-- START OF Provided passage --
He has been a member of the Creative Union of Artists of Russia since 2009.

Work
Alexey Klokov started his exhibition activity in 1998 and is widely exhibited in Russia, Japan, Austria, Great Britain, Canada and the USA. He creates his paintings without preliminary sketches and the use of a palette-knife, premium art materials, which include Belgian linen, high-quality oils and enamels, high karat gold, gold leafing, antique objects and coins.
 
Among the characteristic features of the artist, is an open color, a textured stroke and volume. The art critic Stanislav Aydinyan calls him "expressive, intense and a prolific colorist". The works of Alexey Klokov, according to the art critic Alexander Evangely, are associated with the illustration of Jungian ideas; a "balance between abstraction and figurativeness". According to the opinion of the art critic Mikhail Andreev, his style is "dialectic in color".
 
The most expensive work of Alexey Klokov is the installation of an antique Madeira wine bottle of the early 20th century which incorporates a gold 585 fineness sheet on a background of 19th century French wine barrels. The cumulative weight of the gold amounts to 1546 grams.
 
Another dimension of the artist is a technique, which he titles "randomness". Klokov believes that at times paints may be dissimilar in their structure and that while involuntarily mixing, they may react and "boil". Knowing this interaction and "the laws of confrontation" of basic solvents, this process can be controlled.
 
At the Seyhoun Art Gallery exhibition, held in Los Angeles in February 2016, his oils of various genres  were presented which included "Harmony of Two", "Spring Solo" and "Autobiography" and other paintings. Following this exhibition, a year later in the spring of 2017 in New York Klokov introduced a new collection of his abstract works entitled "Suggestive Abstract" and "Abstract Moderne".

His paintings are included in the collections of notables, Silvio Berlusconi, Hillary Clinton, the family of Emir of Qatar, Tony Blair, Condoleezza Rice, Madeleine Albright, Boris Johnson, Quentin Tarantino, Emir Kusturica, Patrick Swayze, Paco Rabanne, and Marwan Chatila.
-- END OF Provided passage --
-- START OF Entries shown --
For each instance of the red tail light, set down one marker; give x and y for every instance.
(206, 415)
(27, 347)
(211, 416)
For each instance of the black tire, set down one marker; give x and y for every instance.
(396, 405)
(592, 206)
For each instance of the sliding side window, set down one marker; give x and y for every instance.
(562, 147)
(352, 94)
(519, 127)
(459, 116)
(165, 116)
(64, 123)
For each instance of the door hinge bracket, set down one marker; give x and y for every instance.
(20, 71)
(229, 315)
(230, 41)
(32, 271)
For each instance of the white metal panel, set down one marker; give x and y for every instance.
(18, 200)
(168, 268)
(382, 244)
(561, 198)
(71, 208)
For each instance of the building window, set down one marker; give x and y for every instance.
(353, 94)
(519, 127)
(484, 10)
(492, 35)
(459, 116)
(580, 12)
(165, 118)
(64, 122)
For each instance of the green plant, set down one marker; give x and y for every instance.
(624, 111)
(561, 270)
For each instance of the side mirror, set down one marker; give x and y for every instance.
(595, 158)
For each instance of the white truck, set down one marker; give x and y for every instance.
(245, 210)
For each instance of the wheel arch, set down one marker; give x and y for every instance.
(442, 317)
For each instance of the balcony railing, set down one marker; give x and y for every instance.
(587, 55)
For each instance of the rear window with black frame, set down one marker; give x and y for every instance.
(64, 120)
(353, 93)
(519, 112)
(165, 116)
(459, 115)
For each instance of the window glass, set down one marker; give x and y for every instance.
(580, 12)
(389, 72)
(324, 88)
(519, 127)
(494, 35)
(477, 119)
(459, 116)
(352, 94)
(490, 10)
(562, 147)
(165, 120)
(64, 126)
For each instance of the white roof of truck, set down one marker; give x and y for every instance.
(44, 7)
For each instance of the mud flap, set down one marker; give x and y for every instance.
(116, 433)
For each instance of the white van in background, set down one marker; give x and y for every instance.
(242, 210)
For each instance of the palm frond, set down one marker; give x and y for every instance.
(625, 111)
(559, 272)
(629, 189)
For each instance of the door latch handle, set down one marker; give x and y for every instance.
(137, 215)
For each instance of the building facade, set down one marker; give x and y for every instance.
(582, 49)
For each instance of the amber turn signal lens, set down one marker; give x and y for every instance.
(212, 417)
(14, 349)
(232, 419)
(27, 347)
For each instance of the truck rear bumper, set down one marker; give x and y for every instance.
-- END OF Entries shown --
-- START OF Entries shown --
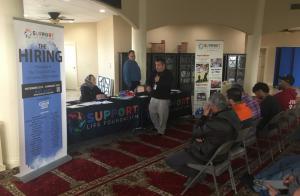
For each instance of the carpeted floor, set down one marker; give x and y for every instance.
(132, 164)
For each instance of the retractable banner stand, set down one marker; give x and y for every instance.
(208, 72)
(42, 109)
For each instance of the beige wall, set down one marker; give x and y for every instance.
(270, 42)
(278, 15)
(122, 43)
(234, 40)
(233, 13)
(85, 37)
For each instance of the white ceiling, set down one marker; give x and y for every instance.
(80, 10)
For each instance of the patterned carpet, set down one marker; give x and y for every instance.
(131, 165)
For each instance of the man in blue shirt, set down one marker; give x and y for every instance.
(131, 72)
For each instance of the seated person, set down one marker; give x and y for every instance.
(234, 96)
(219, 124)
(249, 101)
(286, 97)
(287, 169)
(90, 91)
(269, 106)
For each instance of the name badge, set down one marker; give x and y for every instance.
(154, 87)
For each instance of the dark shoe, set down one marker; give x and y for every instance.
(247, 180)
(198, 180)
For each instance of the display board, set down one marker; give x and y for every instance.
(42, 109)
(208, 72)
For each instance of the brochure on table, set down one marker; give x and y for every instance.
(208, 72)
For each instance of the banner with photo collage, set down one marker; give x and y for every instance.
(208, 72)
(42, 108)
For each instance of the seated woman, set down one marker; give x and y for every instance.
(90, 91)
-- END OF Entries shown --
- Work to complete -
(A) Please reproduce word for word everything in the Alexey Klokov passage from "Another dimension of" down to "can be controlled.".
(B) According to the Alexey Klokov passage, what is the cumulative weight of the gold in his most expensive work?
(C) Continue the passage on Alexey Klokov, starting after its final sentence.

- Answers to each task -
(A)
Another dimension of the artist is a technique, which he titles "randomness". Klokov believes that at times paints may be dissimilar in their structure and that while involuntarily mixing, they may react and "boil". Knowing this interaction and "the laws of confrontation" of basic solvents, this process can be controlled.

(B) 1546 grams.

(C)
Personal exhibitions
Alexey Klokov started his exhibition activity in 1998. By 2017, the number of exhibitions totaled 35, among them
 1998 - Central House of Artists, Moscow, Russia
 1999-2001 - Permanent exhibition at the President Hotel, Moscow
 2001 - Diplomatic Academy of the Ministry of Foreign Affairs of Russia, Moscow
 2001 - Central House of Artists, Moscow
 2002 - Embassy of Russia, Tokyo, Japan
 2003 - Art Tower Mito, Mito, Japan
 2004 - Russian Cultural Foundation, Moscow
 2004 - Council of Federation of the Federal Assembly of the Russian Federation, Moscow
 2005 – Housing Complex "Filippovskiy", with the support of the development company "Don Stroi", Moscow
 2005 - Housing Complex "Novopeskovskiy", with the support of the development company "Don Stroi", Moscow
 2006 - State Duma of the Russian Federation, Moscow
 2006 – Housing Complex "Vorobyovy Gory", with the support of the development company "Don Stroi", Moscow
 2007 - Russian Center for Science and Culture, Vienna, Austria
 2008 - "Kulturkreis Wien" Gallery with the support of the Russian Embassy, Vienna
 2009 - Embassy of Russia, London, Great Britain
 2010 - Jewelry house «Chatila», London
 2010 - «BSI group» for VIP-clients, London
 2010 - Art-Manege (group)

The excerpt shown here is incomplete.